I consider two greedy algorithms.

  • Algorithm A assigns to person 1 the job that results in the least cost, then chooses for person 2 the cheapest job out of the remaining $n-1$ options, and so on.
  • Algorithm B considers all $n^2$ cost values, finds the minimal pair $(i_1,j_1)$, and assigns person $i_1$ to job $j_1$, so that $(n-1)^2$ values remain, finds the minimal pair $(i_2,j_2)$ out of those, and so on.

I claim that both algorithms have the same expected cost. By noting that the minimum of $k$ exponentially distributed variables of rate $\mu$ is itself exponentially distributed of rate $k\mu$, one shows that algorithm A has expected cost $$E(A) = 1 + \frac{1}{2} + \cdots + \frac{1}{n}.$$ Now for algorithm B. The minimal cost $C_{(i_1,j_1)}$ is exponentially distributed of rate $n^2$. By memorylessness, $C_{(i_2,j_2)}$ is equal to $C_{(i_1,j_1)}$ plus an exponential of rate $(n-1)^2$, and so on, so that \begin{equation} \begin{split} E(B) &= E(C_{(i_1,j_1)}) + \cdots + E(C_{(i_n,j_n)}) \\ &= n \cdot \frac{1}{n^2} + (n-1)\cdot \frac{1}{(n-1)^2} + \cdots + 1 \cdot \frac{1}{1^2}\\ &= \frac{1}{n} + \frac{1}{n-1} + \cdots + 1. \end{split} \end{equation}

My intuition expecting the global approach to typically be more efficient, I was surprised by this outcome, and attempted to simulate the situation. Let's implement the greedy algorithms in Python.

■ TASK TO COMPLETE
Reproduce the passage on the two greedy assignment algorithms from "I consider two" to "those, and so on.".

■ RECORDED DATA
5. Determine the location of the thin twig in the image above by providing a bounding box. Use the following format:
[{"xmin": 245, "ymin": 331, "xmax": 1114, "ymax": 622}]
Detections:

■ RESULT FOR THIS EXERCISE
I consider two greedy algorithms.

  • Algorithm A assigns to person 1 the job that results in the least cost, then chooses for person 2 the cheapest job out of the remaining $n-1$ options, and so on.
  • Algorithm B considers all $n^2$ cost values, finds the minimal pair $(i_1,j_1)$, and assigns person $i_1$ to job $j_1$, so that $(n-1)^2$ values remain, finds the minimal pair $(i_2,j_2)$ out of those, and so on.